Print each entry as it appears. Images stay out of the copy.

* **Data extract**
++++
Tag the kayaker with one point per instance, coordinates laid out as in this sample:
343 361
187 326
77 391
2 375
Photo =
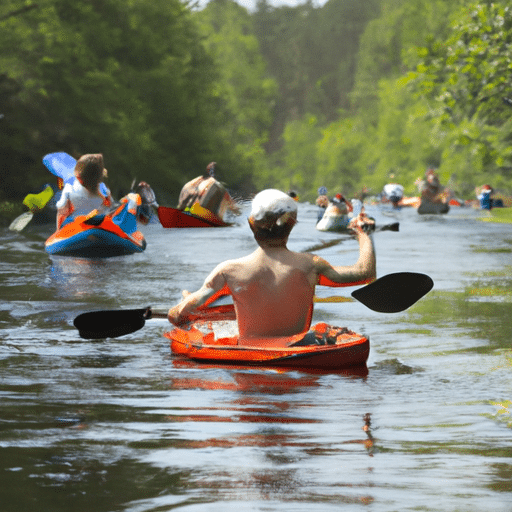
++++
* **Response for this exercise**
Tag the kayaker with one point per instance, coordinates laid out as in this sample:
343 361
187 326
77 391
2 375
Photo =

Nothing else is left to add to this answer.